Instructions for the task: With the pictures excluded, repeat every entry exactly.

Record extracts:
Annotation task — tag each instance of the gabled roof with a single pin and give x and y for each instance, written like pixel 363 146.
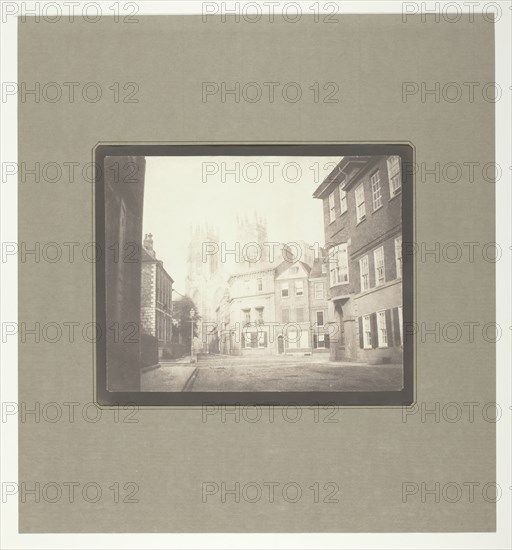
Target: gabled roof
pixel 285 266
pixel 345 170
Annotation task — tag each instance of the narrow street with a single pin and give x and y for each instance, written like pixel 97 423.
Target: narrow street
pixel 219 373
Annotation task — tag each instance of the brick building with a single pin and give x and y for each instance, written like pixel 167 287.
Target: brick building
pixel 124 197
pixel 319 306
pixel 292 308
pixel 362 207
pixel 252 312
pixel 156 298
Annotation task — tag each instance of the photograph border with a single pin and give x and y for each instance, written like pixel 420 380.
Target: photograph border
pixel 404 397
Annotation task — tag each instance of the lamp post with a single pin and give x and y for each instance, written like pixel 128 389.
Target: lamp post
pixel 192 313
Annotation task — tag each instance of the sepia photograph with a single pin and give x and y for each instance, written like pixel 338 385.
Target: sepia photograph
pixel 260 274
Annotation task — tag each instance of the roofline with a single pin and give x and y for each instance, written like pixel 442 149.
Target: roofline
pixel 334 176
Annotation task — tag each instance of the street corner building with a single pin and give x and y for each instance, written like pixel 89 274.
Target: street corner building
pixel 156 306
pixel 362 207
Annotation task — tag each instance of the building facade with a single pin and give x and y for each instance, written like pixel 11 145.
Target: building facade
pixel 205 282
pixel 252 312
pixel 362 207
pixel 156 298
pixel 319 312
pixel 124 199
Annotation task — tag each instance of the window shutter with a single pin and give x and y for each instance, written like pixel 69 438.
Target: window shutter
pixel 373 325
pixel 396 327
pixel 361 336
pixel 389 327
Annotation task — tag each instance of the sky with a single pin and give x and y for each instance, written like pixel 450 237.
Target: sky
pixel 180 192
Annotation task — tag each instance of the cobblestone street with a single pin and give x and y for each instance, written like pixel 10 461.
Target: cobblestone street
pixel 218 373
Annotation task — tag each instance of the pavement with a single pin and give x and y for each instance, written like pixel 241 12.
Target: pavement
pixel 226 373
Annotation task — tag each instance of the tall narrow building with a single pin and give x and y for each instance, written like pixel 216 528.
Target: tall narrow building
pixel 205 282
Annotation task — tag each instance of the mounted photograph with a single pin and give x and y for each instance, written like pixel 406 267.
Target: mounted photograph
pixel 254 274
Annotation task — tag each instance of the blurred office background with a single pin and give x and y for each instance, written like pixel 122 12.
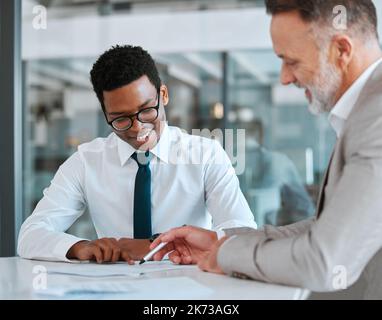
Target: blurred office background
pixel 216 58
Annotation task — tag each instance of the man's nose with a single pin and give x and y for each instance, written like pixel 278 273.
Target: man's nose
pixel 287 76
pixel 136 127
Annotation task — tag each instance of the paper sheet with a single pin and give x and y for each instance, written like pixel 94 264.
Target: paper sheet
pixel 116 269
pixel 156 288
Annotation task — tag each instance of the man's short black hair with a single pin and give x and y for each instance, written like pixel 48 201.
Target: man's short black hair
pixel 121 65
pixel 361 14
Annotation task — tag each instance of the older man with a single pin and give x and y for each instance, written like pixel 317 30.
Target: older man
pixel 337 60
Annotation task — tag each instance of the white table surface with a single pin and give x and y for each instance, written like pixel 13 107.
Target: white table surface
pixel 16 282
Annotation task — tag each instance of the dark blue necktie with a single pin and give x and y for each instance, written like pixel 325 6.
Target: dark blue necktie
pixel 142 197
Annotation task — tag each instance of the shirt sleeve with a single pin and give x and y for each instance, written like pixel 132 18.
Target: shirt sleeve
pixel 42 236
pixel 224 199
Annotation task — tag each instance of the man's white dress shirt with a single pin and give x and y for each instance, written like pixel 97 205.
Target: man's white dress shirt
pixel 340 112
pixel 193 182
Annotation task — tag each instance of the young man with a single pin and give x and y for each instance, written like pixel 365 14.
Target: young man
pixel 341 72
pixel 143 179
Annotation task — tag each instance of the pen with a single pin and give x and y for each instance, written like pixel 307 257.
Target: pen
pixel 148 256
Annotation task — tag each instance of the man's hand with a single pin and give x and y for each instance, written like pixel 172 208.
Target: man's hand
pixel 186 245
pixel 136 248
pixel 100 250
pixel 209 263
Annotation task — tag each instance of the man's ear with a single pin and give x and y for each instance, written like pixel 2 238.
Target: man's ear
pixel 164 93
pixel 342 51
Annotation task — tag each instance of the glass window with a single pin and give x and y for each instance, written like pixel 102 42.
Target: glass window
pixel 286 149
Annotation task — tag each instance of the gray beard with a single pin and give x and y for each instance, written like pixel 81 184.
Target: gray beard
pixel 324 88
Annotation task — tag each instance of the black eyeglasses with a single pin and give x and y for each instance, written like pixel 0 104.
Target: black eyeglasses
pixel 146 115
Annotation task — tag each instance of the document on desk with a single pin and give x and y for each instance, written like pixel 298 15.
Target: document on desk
pixel 169 288
pixel 114 269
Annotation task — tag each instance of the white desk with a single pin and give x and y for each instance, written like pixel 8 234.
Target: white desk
pixel 16 282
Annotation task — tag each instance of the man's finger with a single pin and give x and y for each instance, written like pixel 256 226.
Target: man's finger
pixel 115 249
pixel 181 248
pixel 106 250
pixel 162 252
pixel 116 254
pixel 175 257
pixel 171 235
pixel 97 253
pixel 126 257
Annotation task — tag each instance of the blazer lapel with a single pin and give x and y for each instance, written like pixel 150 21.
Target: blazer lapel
pixel 321 196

Expected answer:
Annotation task — tag each instance of the gabled roof with a single pin and give x and y for each instance, written like pixel 363 146.
Target: gabled roof
pixel 285 266
pixel 345 170
Annotation task — tag each instance of the narrow street with a single pin and give x and y for each instance, written like pixel 97 423.
Target: narrow street
pixel 219 373
Annotation task — tag each instance of the brick building with a single pin and give x and y for each instance, written like pixel 167 287.
Target: brick building
pixel 124 197
pixel 319 306
pixel 292 308
pixel 362 207
pixel 252 312
pixel 156 298
Annotation task — tag each instance of the photograph border with a single pin and give x and y for each instance, written like pixel 420 380.
Target: photograph border
pixel 404 397
Annotation task — tag each instance of the lamp post with a single pin and give x and y for each instance, written like pixel 128 389.
Target: lamp post
pixel 192 313
Annotation task — tag each instance of the sepia photograph with a single pin and give x and y for each instance, written like pixel 338 385.
Target: sepia photograph
pixel 260 274
Annotation task — tag each instance of the roofline with a single pin and give x and y for each instance, written like pixel 442 149.
Target: roofline
pixel 334 176
Annotation task — tag each instance of the street corner building with a single pin and give x and y for each instance, written like pixel 89 274.
Target: street corner building
pixel 156 306
pixel 362 207
Annotation task — tag each instance of the building facade with a single pin and give x and y for each instance, written like pixel 11 145.
Target: building facade
pixel 205 282
pixel 252 312
pixel 362 207
pixel 156 298
pixel 319 312
pixel 124 199
Annotation task — tag each instance of the window shutter with a single pin and give x and y for each instance, written like pixel 69 438.
Target: window shutter
pixel 373 325
pixel 396 327
pixel 361 336
pixel 389 327
Annotation task — tag each instance of the sky with a single pin and give x and y for each instance, written like pixel 450 237.
Target: sky
pixel 180 192
Annotation task — tag each instance of the cobblestone street with a single pin and give x and y for each instance, written like pixel 10 461.
Target: cobblestone street
pixel 218 373
Annotation task — tag each instance of the pavement with a single pin and give x and y for each instance, written like pixel 241 12.
Target: pavement
pixel 226 373
Annotation task — tag each instance of the tall narrow building with a single pin and give x and y for each instance, written like pixel 216 528.
Target: tall narrow building
pixel 205 282
Annotation task — tag each instance of the mounted photograph with a single pin and give x and y for each instance, written like pixel 406 267.
Target: mounted photograph
pixel 254 274
Annotation task — tag each instance of the blurred office background with a single pin and give x and y for each instance, written like pixel 122 12.
Target: blurred office background
pixel 216 58
Annotation task — tag each instance of the man's nose with a single pin and give x and y for each instance, written like pixel 278 273.
Target: man's nose
pixel 287 76
pixel 136 127
Annotation task — tag each instance of the paper sheet with a single pin and give x and y for each instance, written like pixel 94 264.
Target: paper sheet
pixel 116 269
pixel 156 288
Annotation task — tag each instance of the man's short black hair with a single pin and give x and y for each instance, written like pixel 48 201.
Target: man's short black hair
pixel 121 65
pixel 361 14
Annotation task — tag each instance of the older man with a single pin and give x and y for each instance, written like pixel 317 30.
Target: older man
pixel 337 60
Annotation task — tag each instance of the white table surface with a single pin and give x and y for each instance, written like pixel 13 107.
Target: white table surface
pixel 16 282
Annotation task — tag each instance of the dark blue necktie with a single pin and give x and y for each instance, written like pixel 325 6.
Target: dark blue necktie
pixel 142 197
Annotation task — tag each instance of the shirt sleeve with a single pin and give x and y for each instance, written like pixel 132 18.
Target: shirt sleeve
pixel 42 236
pixel 224 199
Annotation task — tag each instance of the man's white dress shirt with a single pin and give x and y for each instance, written like pixel 97 205.
Target: man's white dress shirt
pixel 340 112
pixel 193 182
Annotation task — tag each instance of the young man with a single pin and give x and y for each instance, written like pixel 365 14.
Target: young man
pixel 341 72
pixel 143 179
Annotation task — tag each instance of the pen with a single pin and give x and y for each instance, written like pixel 307 257.
Target: pen
pixel 148 256
Annotation task — tag each instance of the man's hand with a single pin and give x and y for each instance, written like pixel 172 208.
Target: man's hand
pixel 186 245
pixel 136 248
pixel 100 250
pixel 209 263
Annotation task — tag each instance of the man's ear with a single pin and give x and y for each instance, written like pixel 2 238.
Target: man's ear
pixel 164 93
pixel 342 51
Annotation task — tag each instance of the glass window with a single pin and give x and y for each instance, written like pixel 102 42.
Target: glass window
pixel 286 149
Annotation task — tag each instance of the gray beard with a single pin and give x and y for each instance, written like pixel 81 184.
Target: gray beard
pixel 324 88
Annotation task — tag each instance of the black eyeglasses with a single pin and give x and y for each instance, written like pixel 0 104.
Target: black eyeglasses
pixel 146 115
Annotation task — tag each instance of the document on desk with a single pin and give x and y for each instance, written like pixel 298 15.
Target: document on desk
pixel 169 288
pixel 114 269
Annotation task — tag each instance of the white desk with a single pin and give x and y for each instance, written like pixel 8 234.
Target: white desk
pixel 16 282
Annotation task — tag each instance of the man's finger with a single pin and give x and y for each instance, written like pixel 256 226.
Target: man's finger
pixel 115 249
pixel 181 248
pixel 106 250
pixel 162 252
pixel 116 254
pixel 175 257
pixel 171 235
pixel 97 253
pixel 126 257
Annotation task — tag each instance of the blazer lapel with a single pin and give x and y for each instance, written like pixel 150 21.
Target: blazer lapel
pixel 321 196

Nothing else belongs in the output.